» **PROVIDED PASSAGE**
Guides/ Sales Tax/ Economic nexus after Wayfair
Sales Tax Advanced 10 min read Content update Jun 2026

Economic nexus after Wayfair

How remote sales can create tax obligations even when you have no office, warehouse, or employee in the state.

The short answer

Economic nexus rules can require a remote seller to collect and remit sales tax based on sales into a state, even without physical presence. The 2018 Wayfair decision opened the door for these rules, but each state decides its own thresholds, measurement periods, product rules, marketplace treatment, and registration process.

01

Know what Wayfair changed

Before Wayfair, physical presence was the central line for remote-seller sales tax collection under older Supreme Court precedent. South Dakota v. Wayfair changed that by allowing states to require certain out-of-state sellers to collect and remit sales tax based on economic and virtual contacts with the state.

Wayfair did not create one national threshold. It upheld South Dakota's approach in context and removed the old physical-presence barrier. States then built their own economic nexus laws.

For owners, the takeaway is simple: "we do not have an office there" is no longer enough to end the sales tax question.

02

Track state-by-state thresholds

Economic nexus thresholds often look at sales dollars, transaction counts, or both. But the details vary by state, and states can amend their rules.

Threshold questionWhy it matters

Gross, retail, or taxable sales?States may count different sales bases

Marketplace sales included?Some states include or exclude facilitated sales differently

Current year or prior year?Measurement periods affect when registration starts

Dollar threshold, transaction count, or both?A high-volume low-dollar business may cross differently

Taxable products only?Exempt and wholesale sales may still matter in some states

Plain-English rule

Economic nexus is a state-by-state sales threshold problem. You cannot solve it from total company revenue alone.

» **PROBLEM 1**
In the economic nexus guide, rewrite the section starting at "Guides/ Sales Tax/" and ending at "in the state.", putting "storage facility" where "warehouse" appears.
» **PROBLEM 2**
Translate this sentence from the economic nexus guide into Spanish: "Wayfair did not create one national threshold."

» **DATASET EXTRACT**
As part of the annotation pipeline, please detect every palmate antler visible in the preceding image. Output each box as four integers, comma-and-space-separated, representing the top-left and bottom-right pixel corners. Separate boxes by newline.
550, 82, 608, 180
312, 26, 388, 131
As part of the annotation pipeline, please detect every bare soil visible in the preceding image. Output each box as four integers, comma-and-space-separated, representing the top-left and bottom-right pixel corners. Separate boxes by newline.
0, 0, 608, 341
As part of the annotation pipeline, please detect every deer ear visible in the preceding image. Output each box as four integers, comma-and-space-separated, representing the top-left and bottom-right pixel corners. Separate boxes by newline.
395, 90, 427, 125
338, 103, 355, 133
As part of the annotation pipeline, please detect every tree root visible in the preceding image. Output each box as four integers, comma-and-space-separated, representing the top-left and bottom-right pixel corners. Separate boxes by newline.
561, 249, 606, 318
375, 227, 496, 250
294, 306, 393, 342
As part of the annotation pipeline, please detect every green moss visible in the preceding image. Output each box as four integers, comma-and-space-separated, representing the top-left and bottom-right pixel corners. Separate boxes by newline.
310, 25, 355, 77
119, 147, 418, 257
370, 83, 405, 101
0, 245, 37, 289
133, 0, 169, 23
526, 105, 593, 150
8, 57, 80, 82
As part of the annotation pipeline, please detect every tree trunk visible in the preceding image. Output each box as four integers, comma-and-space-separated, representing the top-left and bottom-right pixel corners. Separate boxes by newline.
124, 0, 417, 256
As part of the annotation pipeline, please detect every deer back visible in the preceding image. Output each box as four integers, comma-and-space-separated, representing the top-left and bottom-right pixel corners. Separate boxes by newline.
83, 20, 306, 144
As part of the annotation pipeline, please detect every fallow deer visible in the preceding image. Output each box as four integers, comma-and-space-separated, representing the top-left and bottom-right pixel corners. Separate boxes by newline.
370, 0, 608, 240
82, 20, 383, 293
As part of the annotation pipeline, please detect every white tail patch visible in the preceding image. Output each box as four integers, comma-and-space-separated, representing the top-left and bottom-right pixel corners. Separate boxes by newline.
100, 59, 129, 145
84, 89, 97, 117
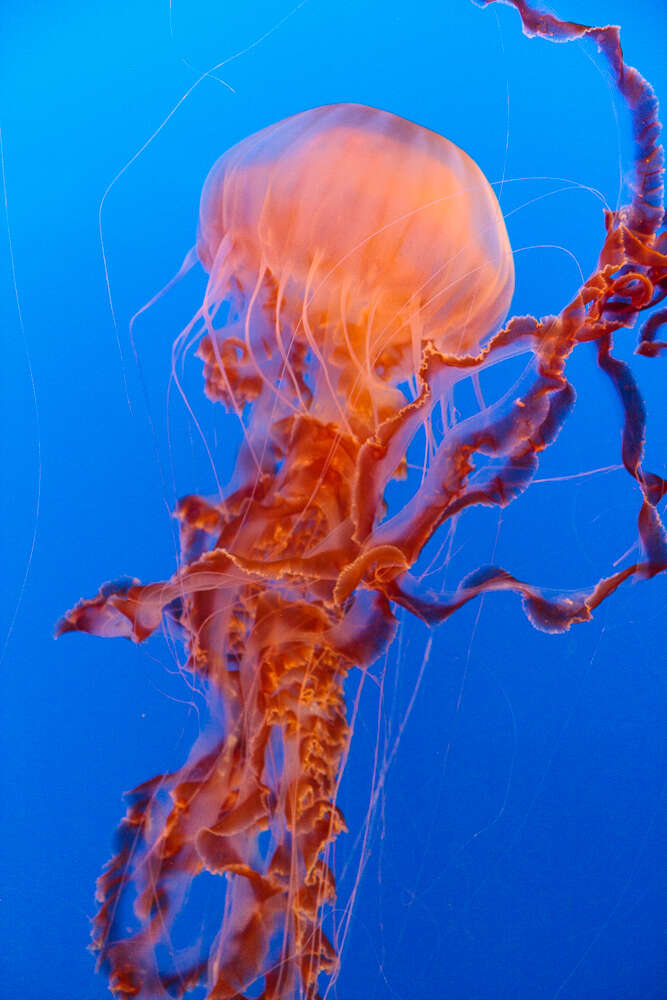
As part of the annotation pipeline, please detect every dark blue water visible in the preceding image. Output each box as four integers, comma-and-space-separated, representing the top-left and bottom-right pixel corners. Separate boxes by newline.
0, 0, 667, 1000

» **EXERCISE SOLUTION 1**
Guides/ Sales Tax/ Economic nexus after Wayfair
Sales Tax Advanced 10 min read Content update Jun 2026

Economic nexus after Wayfair

How remote sales can create tax obligations even when you have no office, storage facility, or employee in the state.

» **EXERCISE SOLUTION 2**
Wayfair no creó un único umbral nacional.